__Set exercise A__: Name every individual person mentioned in the passage on Chandragupta's origins.
__Set exercise B__: From the passage on Chandragupta's origins, reproduce word for word the portion between "Early Life and" and "frustration and depression.", inclusive.

====== Selected text

From the name Mayuraposaka, therefore, was derived the epithet Mauryas. All this will lead to the conclusion that Chandragupta was a Kshatriya who originally belonged to a humble station of life but not of low or base origin.

The Greek source based on the contemporary Indian tradition also points to the same conclusion and fits in well to the story of the rise of Chandragupta. According to Justin Chandragupta was a man of humble origin, but was stimulated to aspire to regal power. Justin’s reference to ‘humble origin’ at best means humble station of life not low born or base-born.

This is in agreement with H. C. Roychaudhuri’s observation that during the fourth century the Mauryas were reduced to great strait and Chandragupta grew up among the Peacock-tamers in the Vindhyas. We may, therefore, conclude that Chandragupta Maurya was a Kshatriya and originally belonged to the ruling clan of the little republic of Pippalivana. This is also borne out by Mahaparinirvana Sutra, a Buddhist composition almost contemporaneous with the Mauryas of Pippalivana and the oldest of our evidences in this regard.

Early Life and Rise to Power:

Alexander’s campaigns had dislocated the Political Organisation of north-west India. This part of India had already passed under the grip and stranglehold of foreign rule. The Eastern India was under the tyrannical rule of the Nanda King Dhanananda. The atmosphere was full of frustration and depression.

============
====== Listing

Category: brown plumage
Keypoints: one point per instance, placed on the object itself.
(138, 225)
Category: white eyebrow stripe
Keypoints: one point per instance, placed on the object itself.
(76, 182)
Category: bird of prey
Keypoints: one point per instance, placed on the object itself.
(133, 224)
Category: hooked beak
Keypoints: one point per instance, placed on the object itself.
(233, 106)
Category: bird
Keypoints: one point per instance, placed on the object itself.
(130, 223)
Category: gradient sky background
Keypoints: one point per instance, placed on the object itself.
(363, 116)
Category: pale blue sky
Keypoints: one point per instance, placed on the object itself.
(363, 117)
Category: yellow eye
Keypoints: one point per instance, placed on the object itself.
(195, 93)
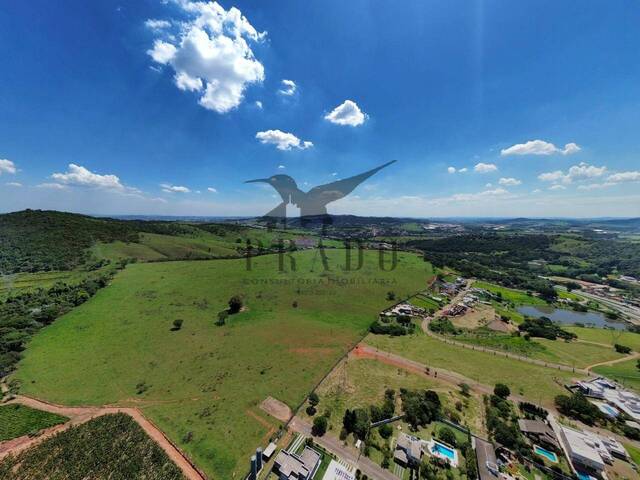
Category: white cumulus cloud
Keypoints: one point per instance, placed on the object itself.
(509, 182)
(282, 140)
(485, 168)
(77, 175)
(580, 172)
(347, 114)
(539, 147)
(169, 188)
(155, 24)
(211, 54)
(622, 177)
(289, 88)
(7, 166)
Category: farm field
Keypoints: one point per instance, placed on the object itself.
(119, 449)
(536, 382)
(360, 383)
(22, 282)
(517, 297)
(201, 384)
(573, 354)
(606, 336)
(18, 420)
(626, 373)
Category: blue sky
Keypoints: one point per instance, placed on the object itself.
(491, 108)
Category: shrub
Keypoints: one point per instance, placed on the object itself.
(622, 348)
(501, 390)
(447, 436)
(235, 304)
(319, 426)
(385, 431)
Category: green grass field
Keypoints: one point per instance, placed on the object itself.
(626, 373)
(22, 282)
(360, 383)
(517, 297)
(573, 354)
(17, 420)
(202, 384)
(538, 383)
(606, 336)
(105, 448)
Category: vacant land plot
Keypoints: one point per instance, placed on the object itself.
(572, 354)
(517, 297)
(538, 383)
(626, 373)
(360, 383)
(607, 336)
(18, 420)
(107, 447)
(22, 282)
(202, 384)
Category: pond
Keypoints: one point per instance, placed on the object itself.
(570, 317)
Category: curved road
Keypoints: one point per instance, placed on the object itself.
(79, 415)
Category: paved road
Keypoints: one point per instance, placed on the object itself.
(79, 415)
(486, 454)
(350, 454)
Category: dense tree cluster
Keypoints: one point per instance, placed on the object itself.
(24, 314)
(420, 407)
(504, 257)
(577, 406)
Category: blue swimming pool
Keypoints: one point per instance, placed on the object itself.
(444, 450)
(552, 457)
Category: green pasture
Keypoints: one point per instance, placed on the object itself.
(572, 354)
(517, 297)
(606, 336)
(17, 420)
(626, 373)
(202, 384)
(538, 383)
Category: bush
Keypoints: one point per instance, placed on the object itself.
(235, 304)
(385, 431)
(622, 348)
(319, 426)
(447, 436)
(501, 390)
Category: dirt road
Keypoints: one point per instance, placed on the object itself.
(79, 415)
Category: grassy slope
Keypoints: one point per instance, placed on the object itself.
(532, 381)
(17, 420)
(517, 297)
(119, 449)
(573, 354)
(360, 383)
(626, 373)
(606, 336)
(204, 379)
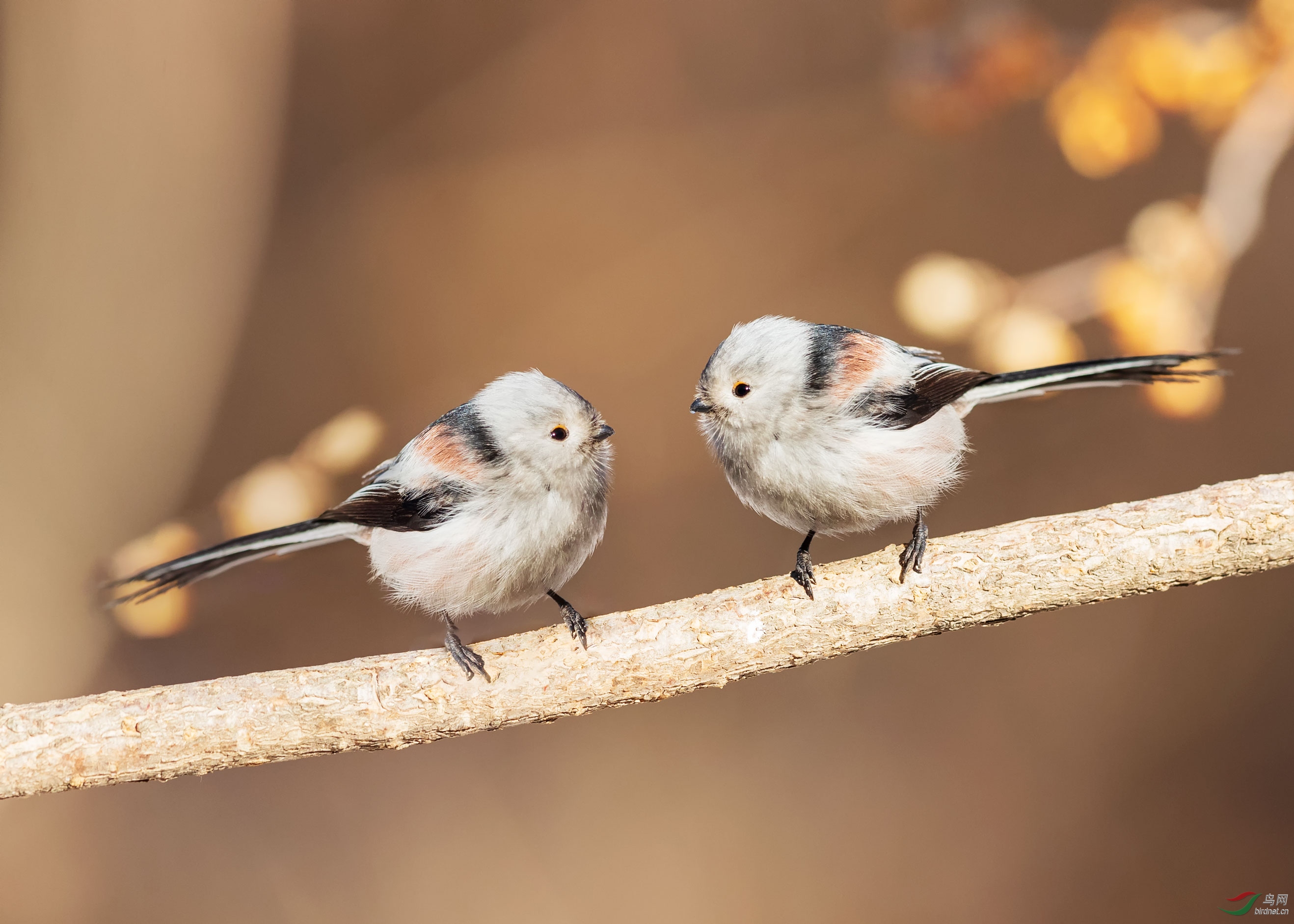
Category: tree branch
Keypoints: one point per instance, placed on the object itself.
(395, 701)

============

__Exercise output A__: Chandragupta (Chandragupta Maurya), Justin, H. C. Roychaudhuri, Alexander, and the Nanda King Dhanananda.

__Exercise output B__:
Early Life and Rise to Power:

Alexander’s campaigns had dislocated the Political Organisation of north-west India. This part of India had already passed under the grip and stranglehold of foreign rule. The Eastern India was under the tyrannical rule of the Nanda King Dhanananda. The atmosphere was full of frustration and depression.